*What the task requires*:
Each record below must be retyped exactly, with nothing left out.

*Given records*:
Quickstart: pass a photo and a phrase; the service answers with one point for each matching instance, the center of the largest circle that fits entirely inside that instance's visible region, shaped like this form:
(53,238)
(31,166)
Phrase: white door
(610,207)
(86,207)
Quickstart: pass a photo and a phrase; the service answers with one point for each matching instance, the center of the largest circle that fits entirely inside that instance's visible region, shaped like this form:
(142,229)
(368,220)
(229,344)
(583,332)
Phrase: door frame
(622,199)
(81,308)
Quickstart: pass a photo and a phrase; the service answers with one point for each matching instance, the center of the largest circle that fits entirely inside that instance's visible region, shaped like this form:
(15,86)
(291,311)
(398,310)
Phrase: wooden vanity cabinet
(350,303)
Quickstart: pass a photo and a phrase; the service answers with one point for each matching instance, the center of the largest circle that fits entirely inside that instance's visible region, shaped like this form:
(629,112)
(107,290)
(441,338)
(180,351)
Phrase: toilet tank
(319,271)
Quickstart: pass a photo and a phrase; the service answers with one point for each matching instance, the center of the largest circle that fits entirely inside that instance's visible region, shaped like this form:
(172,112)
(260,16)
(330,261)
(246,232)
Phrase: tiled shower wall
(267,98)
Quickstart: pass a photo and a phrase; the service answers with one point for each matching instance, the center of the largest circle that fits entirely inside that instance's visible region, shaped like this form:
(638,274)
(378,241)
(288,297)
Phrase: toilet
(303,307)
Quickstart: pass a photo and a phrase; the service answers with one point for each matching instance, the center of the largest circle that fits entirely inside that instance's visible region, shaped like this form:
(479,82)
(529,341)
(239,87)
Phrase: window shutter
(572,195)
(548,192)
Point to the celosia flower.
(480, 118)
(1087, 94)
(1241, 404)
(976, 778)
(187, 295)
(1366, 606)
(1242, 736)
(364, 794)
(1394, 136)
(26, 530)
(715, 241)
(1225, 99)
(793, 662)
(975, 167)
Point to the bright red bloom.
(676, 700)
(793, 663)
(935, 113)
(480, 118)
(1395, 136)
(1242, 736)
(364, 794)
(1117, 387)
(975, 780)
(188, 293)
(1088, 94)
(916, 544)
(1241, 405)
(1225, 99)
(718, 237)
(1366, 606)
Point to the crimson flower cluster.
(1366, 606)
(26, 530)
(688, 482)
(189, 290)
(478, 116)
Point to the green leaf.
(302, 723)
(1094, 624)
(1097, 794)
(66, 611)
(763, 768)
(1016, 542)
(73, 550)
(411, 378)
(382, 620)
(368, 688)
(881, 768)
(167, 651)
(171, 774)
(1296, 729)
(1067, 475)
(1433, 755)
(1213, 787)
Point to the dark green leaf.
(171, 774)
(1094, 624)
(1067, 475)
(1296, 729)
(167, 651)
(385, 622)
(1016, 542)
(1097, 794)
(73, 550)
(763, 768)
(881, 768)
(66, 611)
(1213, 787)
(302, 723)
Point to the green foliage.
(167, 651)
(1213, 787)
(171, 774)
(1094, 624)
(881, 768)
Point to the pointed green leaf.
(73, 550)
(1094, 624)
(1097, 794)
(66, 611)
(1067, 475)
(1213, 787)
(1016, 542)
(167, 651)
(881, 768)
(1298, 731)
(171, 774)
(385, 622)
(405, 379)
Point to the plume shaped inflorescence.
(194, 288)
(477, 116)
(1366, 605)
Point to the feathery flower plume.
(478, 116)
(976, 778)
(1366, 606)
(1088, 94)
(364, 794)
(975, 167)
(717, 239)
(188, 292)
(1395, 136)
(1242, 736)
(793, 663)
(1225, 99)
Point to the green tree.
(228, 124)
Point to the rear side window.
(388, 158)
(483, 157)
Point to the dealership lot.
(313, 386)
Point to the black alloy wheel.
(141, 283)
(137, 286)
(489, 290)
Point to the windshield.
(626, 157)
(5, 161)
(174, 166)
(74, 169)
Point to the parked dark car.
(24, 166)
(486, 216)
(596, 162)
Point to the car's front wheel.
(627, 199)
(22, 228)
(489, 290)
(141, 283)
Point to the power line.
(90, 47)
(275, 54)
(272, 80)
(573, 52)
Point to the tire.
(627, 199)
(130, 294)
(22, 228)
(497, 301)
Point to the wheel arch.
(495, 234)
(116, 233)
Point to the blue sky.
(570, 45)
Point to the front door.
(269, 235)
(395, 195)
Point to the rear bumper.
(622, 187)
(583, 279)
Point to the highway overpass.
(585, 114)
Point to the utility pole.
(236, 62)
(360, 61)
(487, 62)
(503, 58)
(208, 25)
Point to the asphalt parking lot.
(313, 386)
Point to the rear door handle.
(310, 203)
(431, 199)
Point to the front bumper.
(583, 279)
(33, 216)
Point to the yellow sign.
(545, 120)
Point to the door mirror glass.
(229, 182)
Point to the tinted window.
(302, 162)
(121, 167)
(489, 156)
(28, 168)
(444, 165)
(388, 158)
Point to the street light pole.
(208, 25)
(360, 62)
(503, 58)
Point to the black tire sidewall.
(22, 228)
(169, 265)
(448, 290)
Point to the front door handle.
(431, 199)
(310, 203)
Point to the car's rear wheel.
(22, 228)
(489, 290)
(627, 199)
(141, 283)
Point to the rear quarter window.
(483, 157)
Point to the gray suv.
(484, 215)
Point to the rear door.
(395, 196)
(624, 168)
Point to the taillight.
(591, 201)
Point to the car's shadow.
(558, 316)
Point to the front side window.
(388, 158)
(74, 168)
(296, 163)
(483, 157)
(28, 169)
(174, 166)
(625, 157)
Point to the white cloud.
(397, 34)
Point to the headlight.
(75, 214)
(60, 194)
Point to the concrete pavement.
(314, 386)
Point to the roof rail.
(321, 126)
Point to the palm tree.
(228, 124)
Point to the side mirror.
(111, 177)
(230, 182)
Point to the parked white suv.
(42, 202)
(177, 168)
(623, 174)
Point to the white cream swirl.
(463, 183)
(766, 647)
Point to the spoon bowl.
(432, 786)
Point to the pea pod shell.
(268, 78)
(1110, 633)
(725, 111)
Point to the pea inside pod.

*Your response*:
Quickstart: pass a photo and a phrase; the service answers with one point for each matching instance, the center of the largest circle that fits entirely inside that instance's visible region, shaped like this form:
(53,238)
(31,166)
Phrase: white door
(610,207)
(86,207)
Quickstart: pass a photo and a phrase; the service answers with one point for each matching instance, the center of the largest circle that fits entirely inside that instance's visible region, shaped like this form:
(142,229)
(368,220)
(229,344)
(583,332)
Phrase: door frame
(622,199)
(81,308)
Quickstart: pass a photo and a phrase; the service answers with one point for each matching instance, the center of the largest circle that fits entirely inside that instance's visible region, shaped like this form:
(15,86)
(291,311)
(398,310)
Phrase: wooden vanity cabinet
(350,303)
Quickstart: pass a photo and a phrase; the service answers with one point for each matching instance, the center of the largest circle that fits entirely inside that instance's visible region, shaped like this form:
(629,112)
(107,290)
(441,338)
(180,351)
Phrase: toilet tank
(319,271)
Quickstart: pass a photo and a phrase; the service answers with one point for each matching instance, the center of the largest circle that fits entirely inside that instance's visible region, shaped like this form:
(172,112)
(260,16)
(330,261)
(246,232)
Phrase: tiled shower wall
(267,98)
Quickstart: pass a photo and a phrase; the service answers with one point for each matching instance, the center of the largest circle that fits entirely inside that instance's visible region, shaped like this form:
(638,274)
(378,241)
(288,297)
Phrase: toilet
(303,307)
Quickstart: pass a photo and a phrase; the service answers with one point for each matching instance, the center of the largest circle that fits entirely inside that instance's visible region, shaped like this form:
(479,82)
(529,341)
(239,87)
Phrase: window shutter
(572,195)
(548,192)
Point to the celosia flower.
(480, 118)
(1087, 94)
(1241, 404)
(976, 778)
(187, 295)
(1366, 606)
(1242, 736)
(364, 794)
(1394, 136)
(26, 530)
(715, 241)
(1225, 99)
(793, 662)
(975, 167)
Point to the bright red bloom.
(676, 700)
(793, 663)
(935, 113)
(480, 118)
(1395, 136)
(1242, 736)
(364, 794)
(1117, 387)
(975, 780)
(188, 293)
(1088, 94)
(916, 544)
(1241, 405)
(1225, 99)
(718, 237)
(1366, 606)
Point to the crimson flower cluster.
(1366, 606)
(26, 530)
(688, 482)
(189, 290)
(478, 116)
Point to the green leaf.
(302, 723)
(1094, 624)
(1097, 794)
(66, 611)
(763, 768)
(1016, 542)
(73, 550)
(411, 378)
(382, 620)
(368, 688)
(881, 768)
(167, 651)
(171, 774)
(1296, 729)
(1067, 475)
(1433, 755)
(1213, 787)
Point to the dark green leaf.
(171, 774)
(1094, 624)
(1067, 475)
(1296, 729)
(167, 651)
(385, 622)
(1016, 542)
(1097, 794)
(73, 550)
(763, 768)
(881, 768)
(66, 611)
(1213, 787)
(302, 723)
Point to the green foliage.
(167, 651)
(1213, 787)
(171, 774)
(1094, 624)
(881, 768)
Point to the pointed green leaf.
(73, 550)
(1094, 624)
(1097, 794)
(66, 611)
(1067, 475)
(1213, 787)
(1016, 542)
(167, 651)
(881, 768)
(1298, 731)
(171, 774)
(385, 622)
(405, 379)
Point to the plume shaped inflorescence.
(194, 288)
(477, 116)
(1366, 605)
Point to the feathery flower plume.
(478, 116)
(976, 778)
(1366, 606)
(1088, 94)
(364, 794)
(975, 167)
(717, 239)
(188, 292)
(1395, 136)
(1242, 736)
(793, 663)
(1225, 99)
Point to the green tree.
(228, 124)
Point to the rear side window.
(388, 158)
(483, 157)
Point to the dealership lot.
(313, 386)
Point to the black alloy wheel.
(141, 283)
(137, 286)
(489, 290)
Point to the windshield.
(626, 157)
(5, 161)
(174, 166)
(74, 169)
Point to the parked dark car.
(24, 166)
(486, 216)
(596, 162)
Point to the car's front wheel.
(627, 199)
(22, 228)
(489, 290)
(141, 283)
Point to the power line.
(90, 47)
(275, 54)
(272, 80)
(573, 52)
Point to the tire.
(627, 199)
(130, 294)
(22, 228)
(497, 301)
Point to the wheel arch.
(495, 234)
(116, 233)
Point to the blue sky.
(570, 45)
Point to the front door.
(269, 235)
(395, 195)
Point to the rear bumper.
(622, 187)
(583, 279)
Point to the highway overpass.
(585, 114)
Point to the utility pole.
(236, 62)
(360, 61)
(487, 62)
(503, 58)
(208, 25)
Point to the asphalt parking lot.
(313, 386)
Point to the rear door handle.
(310, 203)
(431, 199)
Point to the front bumper.
(583, 279)
(33, 216)
Point to the yellow sign.
(545, 120)
Point to the door mirror glass.
(229, 182)
Point to the tinted window.
(302, 162)
(121, 167)
(489, 156)
(28, 168)
(444, 165)
(388, 158)
Point to the street light pole.
(208, 25)
(360, 62)
(503, 58)
Point to the black tire sidewall.
(22, 228)
(169, 265)
(448, 290)
Point to the front door handle.
(431, 199)
(310, 203)
Point to the car's rear wheel.
(22, 228)
(489, 290)
(627, 199)
(141, 283)
Point to the rear quarter window.
(483, 157)
Point to the gray suv.
(484, 215)
Point to the rear door.
(395, 196)
(624, 168)
Point to the taillight.
(591, 201)
Point to the car's shadow.
(558, 316)
Point to the front side window.
(388, 158)
(74, 168)
(296, 163)
(483, 157)
(28, 169)
(174, 166)
(625, 157)
Point to the white cloud.
(397, 34)
Point to the headlight.
(75, 214)
(60, 194)
Point to the concrete pavement.
(314, 386)
Point to the roof rail.
(321, 126)
Point to the palm tree.
(228, 124)
Point to the side mirror.
(111, 177)
(230, 182)
Point to the parked white suv.
(42, 202)
(177, 168)
(623, 174)
Point to the white cream swirl.
(463, 183)
(766, 647)
Point to the spoon bowl.
(432, 786)
Point to the pea pod shell.
(268, 78)
(1110, 633)
(725, 111)
Point to the pea inside pod.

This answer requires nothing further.